QUESTIONS »
1. In the passage on prosthetic hips, what do bone cells produce in response to debris generated by impact force on the joint?
2. Please sum up the passage on prosthetic hips in two sentences.
---------- PASSAGE SHOWN ----------
Surgically implanted replacement or prosthetic hips are presently in widespread use. Conventional hip prostheses typically include a socket that is attached to the pelvic bone and an insert that fits in and extends from an opening in the upper end of the femur. The outer end of the insert carries a ball that rotatably engages the socket to simulate the patient's natural hip joint.
During the course of strenuous activities such as running, jumping, playing tennis and even walking, repeated large compressive stresses are transmitted through the replacement hip and through the patient's knee. The jarring forces that cause the stresses can, over time, cause the hip apparatus to loosen. Eventually, corrective surgery may even be required. Moreover, the repeated force of impact on the prosthetic hip can cause fractures and be very painful to the patient.
Various known replacement hips have attempted to address the above problems by employing cushioning or dampening substances between the ball and socket of the artificial joint. However, such devices do not significantly lessen the detrimental effects of repeated compressive stress applied along the replacement hip. Debris generated by the impact force exerted on the joint also contributes to loosening of the prosthetic stem. In particular, such debris causes the bone cells to produce a lytic hormone to attack and dissolve the debris. Unfortunately, this hormone also attacks and dissolves the bone, thereby loosening the stem.
---------- SUPPLIED MATERIAL ----------
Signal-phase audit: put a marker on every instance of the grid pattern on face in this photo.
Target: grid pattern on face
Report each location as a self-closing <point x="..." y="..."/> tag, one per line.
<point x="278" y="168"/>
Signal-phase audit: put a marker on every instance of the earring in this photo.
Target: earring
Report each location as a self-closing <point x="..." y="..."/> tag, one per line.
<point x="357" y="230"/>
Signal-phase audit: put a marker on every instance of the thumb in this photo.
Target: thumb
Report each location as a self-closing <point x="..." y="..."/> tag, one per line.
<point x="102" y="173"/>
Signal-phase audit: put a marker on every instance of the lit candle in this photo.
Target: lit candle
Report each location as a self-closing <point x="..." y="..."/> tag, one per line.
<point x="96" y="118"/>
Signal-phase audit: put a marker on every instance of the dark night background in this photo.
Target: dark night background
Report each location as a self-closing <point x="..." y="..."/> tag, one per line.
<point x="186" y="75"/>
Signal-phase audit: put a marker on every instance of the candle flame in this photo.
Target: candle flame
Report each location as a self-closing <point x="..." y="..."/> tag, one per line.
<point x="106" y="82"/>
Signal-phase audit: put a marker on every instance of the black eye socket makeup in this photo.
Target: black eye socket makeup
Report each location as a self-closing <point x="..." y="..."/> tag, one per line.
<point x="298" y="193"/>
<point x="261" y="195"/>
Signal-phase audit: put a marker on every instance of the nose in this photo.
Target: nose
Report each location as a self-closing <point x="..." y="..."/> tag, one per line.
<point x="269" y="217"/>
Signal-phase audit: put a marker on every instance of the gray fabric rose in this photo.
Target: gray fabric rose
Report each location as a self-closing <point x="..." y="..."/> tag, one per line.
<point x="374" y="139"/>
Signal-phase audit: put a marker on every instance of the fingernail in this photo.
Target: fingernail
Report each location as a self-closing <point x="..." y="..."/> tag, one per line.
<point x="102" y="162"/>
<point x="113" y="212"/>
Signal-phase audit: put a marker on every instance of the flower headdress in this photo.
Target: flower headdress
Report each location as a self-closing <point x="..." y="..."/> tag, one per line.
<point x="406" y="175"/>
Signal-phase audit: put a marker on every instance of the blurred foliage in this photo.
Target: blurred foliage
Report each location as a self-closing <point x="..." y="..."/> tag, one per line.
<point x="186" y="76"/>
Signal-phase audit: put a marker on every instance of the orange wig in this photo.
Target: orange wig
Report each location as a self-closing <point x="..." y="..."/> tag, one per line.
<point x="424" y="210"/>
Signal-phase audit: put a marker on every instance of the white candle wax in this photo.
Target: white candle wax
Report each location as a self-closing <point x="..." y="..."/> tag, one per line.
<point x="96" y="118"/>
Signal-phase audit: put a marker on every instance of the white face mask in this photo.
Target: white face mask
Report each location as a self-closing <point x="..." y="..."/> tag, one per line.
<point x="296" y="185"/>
----------
TASK RESPONSES »
1. A lytic hormone, which dissolves the debris and also the bone.

2. Conventional hip prostheses use a socket attached to the pelvic bone and a femoral insert carrying a ball, but repeated compressive stress from activities such as running and walking can loosen the apparatus, cause fractures and pain, and may require corrective surgery. Known designs that place cushioning substances between the ball and socket do not significantly lessen these stresses, and debris from impact leads bone cells to release a lytic hormone that dissolves bone and loosens the stem.